## TASK INPUT
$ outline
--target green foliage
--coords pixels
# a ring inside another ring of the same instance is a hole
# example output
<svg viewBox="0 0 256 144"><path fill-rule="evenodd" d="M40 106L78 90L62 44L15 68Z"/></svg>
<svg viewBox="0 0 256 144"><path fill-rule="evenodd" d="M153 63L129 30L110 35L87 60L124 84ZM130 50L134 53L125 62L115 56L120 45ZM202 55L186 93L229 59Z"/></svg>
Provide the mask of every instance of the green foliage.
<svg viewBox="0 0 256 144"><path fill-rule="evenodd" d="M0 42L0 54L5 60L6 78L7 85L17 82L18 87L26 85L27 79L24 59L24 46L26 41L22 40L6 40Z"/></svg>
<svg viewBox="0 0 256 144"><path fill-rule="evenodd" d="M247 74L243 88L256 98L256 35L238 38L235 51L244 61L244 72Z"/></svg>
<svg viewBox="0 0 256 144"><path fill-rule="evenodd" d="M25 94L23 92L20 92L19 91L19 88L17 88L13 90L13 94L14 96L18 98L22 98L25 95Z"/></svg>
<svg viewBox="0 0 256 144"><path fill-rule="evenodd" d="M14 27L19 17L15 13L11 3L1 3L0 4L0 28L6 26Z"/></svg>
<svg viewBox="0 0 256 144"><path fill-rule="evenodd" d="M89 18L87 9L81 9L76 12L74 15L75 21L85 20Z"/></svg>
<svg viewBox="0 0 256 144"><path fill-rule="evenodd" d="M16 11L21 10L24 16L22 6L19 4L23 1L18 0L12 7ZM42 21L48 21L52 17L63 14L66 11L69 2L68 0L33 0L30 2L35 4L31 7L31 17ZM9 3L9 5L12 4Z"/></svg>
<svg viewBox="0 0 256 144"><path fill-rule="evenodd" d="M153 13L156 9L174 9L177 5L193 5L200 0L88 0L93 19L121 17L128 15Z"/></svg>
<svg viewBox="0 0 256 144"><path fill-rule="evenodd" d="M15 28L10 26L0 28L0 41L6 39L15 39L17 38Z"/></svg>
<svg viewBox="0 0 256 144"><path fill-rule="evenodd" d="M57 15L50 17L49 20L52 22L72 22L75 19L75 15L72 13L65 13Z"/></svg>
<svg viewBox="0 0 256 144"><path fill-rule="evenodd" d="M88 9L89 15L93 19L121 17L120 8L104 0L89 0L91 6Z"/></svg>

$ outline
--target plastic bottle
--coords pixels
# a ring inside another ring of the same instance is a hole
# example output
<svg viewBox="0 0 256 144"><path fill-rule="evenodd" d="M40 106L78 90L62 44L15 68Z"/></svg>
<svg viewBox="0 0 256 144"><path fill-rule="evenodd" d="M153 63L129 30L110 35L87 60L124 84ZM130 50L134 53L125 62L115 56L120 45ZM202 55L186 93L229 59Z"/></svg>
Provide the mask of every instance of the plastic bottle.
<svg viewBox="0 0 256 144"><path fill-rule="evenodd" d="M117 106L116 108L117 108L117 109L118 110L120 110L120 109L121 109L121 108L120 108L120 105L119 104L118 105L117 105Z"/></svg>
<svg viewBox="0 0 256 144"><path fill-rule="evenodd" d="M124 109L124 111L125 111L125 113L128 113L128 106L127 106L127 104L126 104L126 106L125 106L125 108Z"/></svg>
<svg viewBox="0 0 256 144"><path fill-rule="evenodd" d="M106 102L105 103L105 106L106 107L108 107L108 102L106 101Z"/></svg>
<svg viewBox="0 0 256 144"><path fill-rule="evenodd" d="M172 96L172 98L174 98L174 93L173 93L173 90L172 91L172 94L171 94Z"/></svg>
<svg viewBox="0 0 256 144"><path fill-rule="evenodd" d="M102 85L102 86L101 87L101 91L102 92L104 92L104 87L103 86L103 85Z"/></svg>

## TASK DESCRIPTION
Your task is to quote all of the data word for word.

## ANSWER IN FULL
$ outline
--target green foliage
--coords pixels
# a ring inside another ring of the same instance is a hole
# example output
<svg viewBox="0 0 256 144"><path fill-rule="evenodd" d="M40 106L78 90L62 44L15 68Z"/></svg>
<svg viewBox="0 0 256 144"><path fill-rule="evenodd" d="M153 63L129 30L110 35L87 60L124 84ZM130 50L134 53L125 62L115 56L120 45ZM202 55L186 93L229 59Z"/></svg>
Provide the mask of every instance of the green foliage.
<svg viewBox="0 0 256 144"><path fill-rule="evenodd" d="M0 42L0 54L5 60L6 78L7 85L17 82L18 87L26 85L27 79L24 59L24 46L26 41L22 40L6 40Z"/></svg>
<svg viewBox="0 0 256 144"><path fill-rule="evenodd" d="M247 74L243 88L256 98L256 35L238 38L235 51L244 61L244 72Z"/></svg>
<svg viewBox="0 0 256 144"><path fill-rule="evenodd" d="M25 94L23 92L20 92L19 91L19 88L17 88L13 90L13 94L14 96L18 98L22 98L25 95Z"/></svg>
<svg viewBox="0 0 256 144"><path fill-rule="evenodd" d="M14 27L19 17L15 13L11 3L1 3L0 4L0 28L6 26Z"/></svg>
<svg viewBox="0 0 256 144"><path fill-rule="evenodd" d="M89 18L87 9L81 9L76 12L74 15L75 21L85 20Z"/></svg>
<svg viewBox="0 0 256 144"><path fill-rule="evenodd" d="M16 11L21 10L24 16L22 6L19 4L23 1L18 0L12 7ZM42 21L48 21L52 17L63 14L66 11L69 2L68 0L33 0L30 2L35 4L31 7L31 17ZM9 3L9 5L12 4Z"/></svg>
<svg viewBox="0 0 256 144"><path fill-rule="evenodd" d="M153 13L156 9L174 9L177 5L193 5L200 0L88 0L93 19L121 17L128 15Z"/></svg>
<svg viewBox="0 0 256 144"><path fill-rule="evenodd" d="M15 28L10 26L0 28L0 41L6 39L15 39L17 38Z"/></svg>
<svg viewBox="0 0 256 144"><path fill-rule="evenodd" d="M57 15L50 17L49 20L52 22L72 22L75 19L75 15L72 13L65 13Z"/></svg>
<svg viewBox="0 0 256 144"><path fill-rule="evenodd" d="M88 9L89 15L93 19L121 17L120 8L104 0L89 0L91 6Z"/></svg>

$ outline
--target plastic bottle
--coords pixels
# a ring inside another ring of the same instance is a hole
# example output
<svg viewBox="0 0 256 144"><path fill-rule="evenodd" d="M40 106L78 90L62 44L15 68Z"/></svg>
<svg viewBox="0 0 256 144"><path fill-rule="evenodd" d="M153 63L129 30L110 35L87 60L124 84ZM130 50L134 53L125 62L115 56L120 45ZM202 55L186 93L229 59Z"/></svg>
Provide the mask of every instance of the plastic bottle.
<svg viewBox="0 0 256 144"><path fill-rule="evenodd" d="M117 106L116 108L117 108L117 109L118 110L120 110L120 109L121 109L121 108L120 108L120 105L119 104L118 105L117 105Z"/></svg>
<svg viewBox="0 0 256 144"><path fill-rule="evenodd" d="M124 109L124 111L125 111L125 113L128 113L128 106L127 106L127 104L126 104L126 106L125 106L125 108Z"/></svg>
<svg viewBox="0 0 256 144"><path fill-rule="evenodd" d="M106 102L105 103L105 106L106 107L108 107L108 102L106 101Z"/></svg>
<svg viewBox="0 0 256 144"><path fill-rule="evenodd" d="M172 96L172 98L174 98L174 93L173 93L173 90L172 91L172 94L171 94Z"/></svg>
<svg viewBox="0 0 256 144"><path fill-rule="evenodd" d="M102 85L102 86L101 87L101 91L102 92L104 92L104 87L103 86L103 85Z"/></svg>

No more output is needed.